Am Anfang ist nur eine Idee, und diese Idee ist ein Requisit, und dieses Requisit ist das Seil. Nach „Heiße Luft“, ihrem bildschönen Ausritt zu den Gecken der Mode und den Eitelkeiten der Alltagswelt, hat Susanne Linke, die Co-Leiterin des Bremer Tanztheaters, wieder ein Textil als tote Hauptfigur unter die lebenden geworfen und wohl gesagt, nun macht mal dies und macht mal das, und wenige Einfälle wurden darob ausgelassen.

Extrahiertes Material
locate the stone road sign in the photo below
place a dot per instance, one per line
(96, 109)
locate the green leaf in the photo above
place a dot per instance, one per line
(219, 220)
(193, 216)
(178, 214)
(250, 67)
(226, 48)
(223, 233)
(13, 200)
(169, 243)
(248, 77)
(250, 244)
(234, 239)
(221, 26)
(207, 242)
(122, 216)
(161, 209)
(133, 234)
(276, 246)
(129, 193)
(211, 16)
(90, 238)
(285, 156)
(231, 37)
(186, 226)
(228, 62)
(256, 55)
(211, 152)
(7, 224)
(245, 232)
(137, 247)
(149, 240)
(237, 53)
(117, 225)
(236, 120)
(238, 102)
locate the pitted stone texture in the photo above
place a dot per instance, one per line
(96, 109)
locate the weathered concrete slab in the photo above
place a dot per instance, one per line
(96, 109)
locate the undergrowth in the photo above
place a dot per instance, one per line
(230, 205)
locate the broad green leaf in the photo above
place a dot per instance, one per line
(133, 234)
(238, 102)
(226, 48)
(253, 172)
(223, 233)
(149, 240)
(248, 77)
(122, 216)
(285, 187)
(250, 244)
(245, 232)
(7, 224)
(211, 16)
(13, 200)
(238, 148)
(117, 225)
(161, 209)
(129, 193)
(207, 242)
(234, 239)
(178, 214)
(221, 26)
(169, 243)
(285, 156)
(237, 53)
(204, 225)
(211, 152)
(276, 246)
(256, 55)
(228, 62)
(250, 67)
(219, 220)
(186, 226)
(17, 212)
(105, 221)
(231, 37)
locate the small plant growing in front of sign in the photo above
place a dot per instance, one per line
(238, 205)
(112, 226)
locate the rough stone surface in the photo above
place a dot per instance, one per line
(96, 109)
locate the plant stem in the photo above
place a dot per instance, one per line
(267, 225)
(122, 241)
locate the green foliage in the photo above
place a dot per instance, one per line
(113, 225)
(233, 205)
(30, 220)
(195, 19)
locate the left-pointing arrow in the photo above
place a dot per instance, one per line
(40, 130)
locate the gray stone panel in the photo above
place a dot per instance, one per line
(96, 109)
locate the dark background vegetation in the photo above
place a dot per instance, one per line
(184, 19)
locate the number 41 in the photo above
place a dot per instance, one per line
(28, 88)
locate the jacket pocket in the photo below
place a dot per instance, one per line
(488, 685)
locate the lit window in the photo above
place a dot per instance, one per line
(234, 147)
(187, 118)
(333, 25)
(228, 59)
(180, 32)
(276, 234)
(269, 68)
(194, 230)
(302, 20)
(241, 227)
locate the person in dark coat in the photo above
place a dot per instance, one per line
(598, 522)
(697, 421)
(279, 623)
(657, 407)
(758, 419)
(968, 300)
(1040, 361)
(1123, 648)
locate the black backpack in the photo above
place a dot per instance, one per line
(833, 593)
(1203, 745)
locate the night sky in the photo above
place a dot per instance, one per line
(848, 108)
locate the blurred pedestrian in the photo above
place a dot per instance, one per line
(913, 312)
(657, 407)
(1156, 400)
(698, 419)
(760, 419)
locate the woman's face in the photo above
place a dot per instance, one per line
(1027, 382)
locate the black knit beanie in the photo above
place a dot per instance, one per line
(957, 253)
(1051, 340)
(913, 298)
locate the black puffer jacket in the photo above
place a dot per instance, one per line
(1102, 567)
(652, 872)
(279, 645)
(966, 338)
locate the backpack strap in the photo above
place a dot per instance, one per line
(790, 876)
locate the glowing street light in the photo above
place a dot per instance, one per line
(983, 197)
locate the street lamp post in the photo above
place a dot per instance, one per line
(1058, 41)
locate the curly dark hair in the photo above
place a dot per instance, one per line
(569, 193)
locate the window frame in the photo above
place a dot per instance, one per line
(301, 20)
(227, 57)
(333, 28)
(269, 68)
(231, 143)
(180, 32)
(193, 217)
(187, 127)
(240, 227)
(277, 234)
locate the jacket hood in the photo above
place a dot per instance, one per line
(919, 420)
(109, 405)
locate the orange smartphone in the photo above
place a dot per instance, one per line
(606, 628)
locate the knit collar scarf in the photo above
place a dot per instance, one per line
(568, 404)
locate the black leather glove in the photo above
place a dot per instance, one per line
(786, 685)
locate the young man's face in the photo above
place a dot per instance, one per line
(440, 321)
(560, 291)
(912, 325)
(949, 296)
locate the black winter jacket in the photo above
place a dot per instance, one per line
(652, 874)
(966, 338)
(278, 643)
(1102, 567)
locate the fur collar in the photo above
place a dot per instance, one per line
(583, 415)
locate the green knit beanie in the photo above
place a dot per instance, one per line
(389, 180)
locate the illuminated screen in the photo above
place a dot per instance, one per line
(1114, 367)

* _Zu erledigen_:
**a.** Welche Position hat Susanne Linke laut dem Text über das Bremer Tanzstück?
**b.** Führe den Text über das Tanzstück mit dem Seil nach seinem letzten Satz fort.

* _Lösungen zur Übung_:
**a.** Sie ist Co-Leiterin des Bremer Tanztheaters.

**b.**
Wer noch lebt, kann in den Seilen hängen, sich selbst einen Strick drehen, fadenscheinige Gründe haben oder vielleicht auch mal ein Band der Sympathie knüpfen – bis alle Stricke reißen: Bei Susanne Linke wird das Seil zum Riemen, wird Maßband und Liane, wird zum Schmuck, wird zur Fessel, zur Peitsche oder gar zum Spaghettihaufen. Die Choreographin erhebt auf den ersten Blick das Banale zum Thema und entdeckt auf den zweiten im Thema die Welt, die faszinierend ist, aber nicht mehr bildschön, die den Anfang sucht, doch ein Ende setzt.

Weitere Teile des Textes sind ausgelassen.